■ **Written exercise**: Copy out the entire Condor mailing-list reply below word for word.

■ **Extract provided**:
__________

[Date Prev][Date Next][Thread Prev][Thread Next][Date Index][Thread Index]

Re: [Condor-users] Job is getting rerun instead of terminated

Thank you for the explanation. I didn't realize that.

Jobs running for more than 12 hours are to be thrown out of the queue. The 
users will not add a job ad like that, because they just forget. How could 
I do this with config files? Is there something like "defaults for 
submitting jobs", that I could change?

On Fri, 22 Jul 2005, Jaime Frey wrote:

> On Jul 22, 2005, at 5:26 AM, Andreas Vetter wrote:
> > we have a setup that is meant to termminate all jobs after 12 hours
> > runtime. Most jobs are vanilla universe. But sometimes there are jobs
> > that
> > are evicted after 12 hours and then started again on other nodes. The
> > user
> > finally killed the job with condor_rm. Other jobs are terminated after 12
> > hours as expected.
> > 
> > Attached is part 3 of our global condor config and the users log for the
> > restarting job.
> > 
> > Did I miss something?

__________

■ **Entries shown**:

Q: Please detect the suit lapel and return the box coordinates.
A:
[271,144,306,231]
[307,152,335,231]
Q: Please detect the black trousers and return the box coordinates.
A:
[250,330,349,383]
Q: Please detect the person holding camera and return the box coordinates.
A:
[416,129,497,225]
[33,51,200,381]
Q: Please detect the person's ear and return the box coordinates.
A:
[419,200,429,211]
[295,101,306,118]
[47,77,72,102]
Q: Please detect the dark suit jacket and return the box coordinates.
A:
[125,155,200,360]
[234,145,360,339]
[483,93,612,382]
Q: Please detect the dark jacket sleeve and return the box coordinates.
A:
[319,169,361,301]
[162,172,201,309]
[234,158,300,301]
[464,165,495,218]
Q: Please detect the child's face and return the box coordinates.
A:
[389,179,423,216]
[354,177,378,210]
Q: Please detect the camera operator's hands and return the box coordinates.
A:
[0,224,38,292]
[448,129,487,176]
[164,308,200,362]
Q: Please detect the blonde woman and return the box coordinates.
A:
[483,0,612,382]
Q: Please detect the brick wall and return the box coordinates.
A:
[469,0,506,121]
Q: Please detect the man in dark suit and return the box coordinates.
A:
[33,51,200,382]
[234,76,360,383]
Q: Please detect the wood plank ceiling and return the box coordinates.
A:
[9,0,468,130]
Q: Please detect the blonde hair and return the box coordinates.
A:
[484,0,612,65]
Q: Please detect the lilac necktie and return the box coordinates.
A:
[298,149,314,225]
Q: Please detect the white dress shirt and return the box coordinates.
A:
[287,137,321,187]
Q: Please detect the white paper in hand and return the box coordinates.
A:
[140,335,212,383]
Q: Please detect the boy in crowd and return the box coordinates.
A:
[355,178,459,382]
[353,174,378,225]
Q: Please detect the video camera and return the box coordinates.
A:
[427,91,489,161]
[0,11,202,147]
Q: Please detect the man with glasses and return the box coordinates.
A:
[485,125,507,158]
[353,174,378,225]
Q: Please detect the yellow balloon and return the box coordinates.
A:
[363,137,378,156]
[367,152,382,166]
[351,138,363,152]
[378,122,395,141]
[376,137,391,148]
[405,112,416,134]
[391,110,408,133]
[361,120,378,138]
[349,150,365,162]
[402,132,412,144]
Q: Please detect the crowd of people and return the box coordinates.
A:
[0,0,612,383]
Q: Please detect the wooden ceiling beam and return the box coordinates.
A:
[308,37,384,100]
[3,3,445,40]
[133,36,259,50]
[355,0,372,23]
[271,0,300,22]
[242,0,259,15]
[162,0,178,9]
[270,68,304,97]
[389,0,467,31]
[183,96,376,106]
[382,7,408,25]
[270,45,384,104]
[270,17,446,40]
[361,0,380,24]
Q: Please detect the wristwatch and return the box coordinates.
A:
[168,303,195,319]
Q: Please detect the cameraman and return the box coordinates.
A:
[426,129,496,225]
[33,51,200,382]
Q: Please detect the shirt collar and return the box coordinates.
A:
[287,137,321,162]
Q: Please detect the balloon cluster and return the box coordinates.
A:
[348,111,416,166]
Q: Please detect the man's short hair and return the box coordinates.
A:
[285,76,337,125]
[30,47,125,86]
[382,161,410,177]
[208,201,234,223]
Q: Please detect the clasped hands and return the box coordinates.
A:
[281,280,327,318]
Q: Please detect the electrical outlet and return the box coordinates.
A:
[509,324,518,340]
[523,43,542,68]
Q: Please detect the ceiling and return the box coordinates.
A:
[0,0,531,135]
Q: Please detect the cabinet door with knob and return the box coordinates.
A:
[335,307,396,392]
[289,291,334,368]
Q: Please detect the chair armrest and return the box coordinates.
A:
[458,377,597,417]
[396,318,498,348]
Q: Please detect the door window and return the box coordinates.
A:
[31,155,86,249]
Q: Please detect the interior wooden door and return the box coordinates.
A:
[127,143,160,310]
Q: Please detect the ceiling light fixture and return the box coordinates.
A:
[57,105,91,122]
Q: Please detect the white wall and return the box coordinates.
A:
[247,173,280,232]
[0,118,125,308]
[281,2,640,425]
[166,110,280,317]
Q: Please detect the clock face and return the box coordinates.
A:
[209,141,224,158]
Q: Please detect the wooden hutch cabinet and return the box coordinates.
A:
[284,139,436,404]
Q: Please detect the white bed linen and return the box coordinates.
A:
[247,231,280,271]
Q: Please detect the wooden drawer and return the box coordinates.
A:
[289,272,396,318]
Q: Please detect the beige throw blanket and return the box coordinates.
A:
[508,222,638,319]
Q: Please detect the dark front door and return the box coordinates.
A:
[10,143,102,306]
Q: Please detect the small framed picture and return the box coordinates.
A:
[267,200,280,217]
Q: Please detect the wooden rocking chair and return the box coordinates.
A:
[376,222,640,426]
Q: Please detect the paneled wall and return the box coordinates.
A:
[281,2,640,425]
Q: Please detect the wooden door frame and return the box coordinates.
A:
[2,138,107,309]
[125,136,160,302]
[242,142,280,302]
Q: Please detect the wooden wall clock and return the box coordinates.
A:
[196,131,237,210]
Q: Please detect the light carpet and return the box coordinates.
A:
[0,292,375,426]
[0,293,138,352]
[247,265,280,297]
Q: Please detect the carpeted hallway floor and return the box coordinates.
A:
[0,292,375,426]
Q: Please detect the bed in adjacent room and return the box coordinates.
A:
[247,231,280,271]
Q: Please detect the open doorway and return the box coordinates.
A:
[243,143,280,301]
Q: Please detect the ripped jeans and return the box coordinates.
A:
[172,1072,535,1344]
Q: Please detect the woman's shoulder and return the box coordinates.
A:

__________

■ **Result of this exercise**:
[Date Prev][Date Next][Thread Prev][Thread Next][Date Index][Thread Index]

Re: [Condor-users] Job is getting rerun instead of terminated

Thank you for the explanation. I didn't realize that.

Jobs running for more than 12 hours are to be thrown out of the queue. The 
users will not add a job ad like that, because they just forget. How could 
I do this with config files? Is there something like "defaults for 
submitting jobs", that I could change?

On Fri, 22 Jul 2005, Jaime Frey wrote:

> On Jul 22, 2005, at 5:26 AM, Andreas Vetter wrote:
> > we have a setup that is meant to termminate all jobs after 12 hours
> > runtime. Most jobs are vanilla universe. But sometimes there are jobs
> > that
> > are evicted after 12 hours and then started again on other nodes. The
> > user
> > finally killed the job with condor_rm. Other jobs are terminated after 12
> > hours as expected.
> > 
> > Attached is part 3 of our global condor config and the users log for the
> > restarting job.
> > 
> > Did I miss something?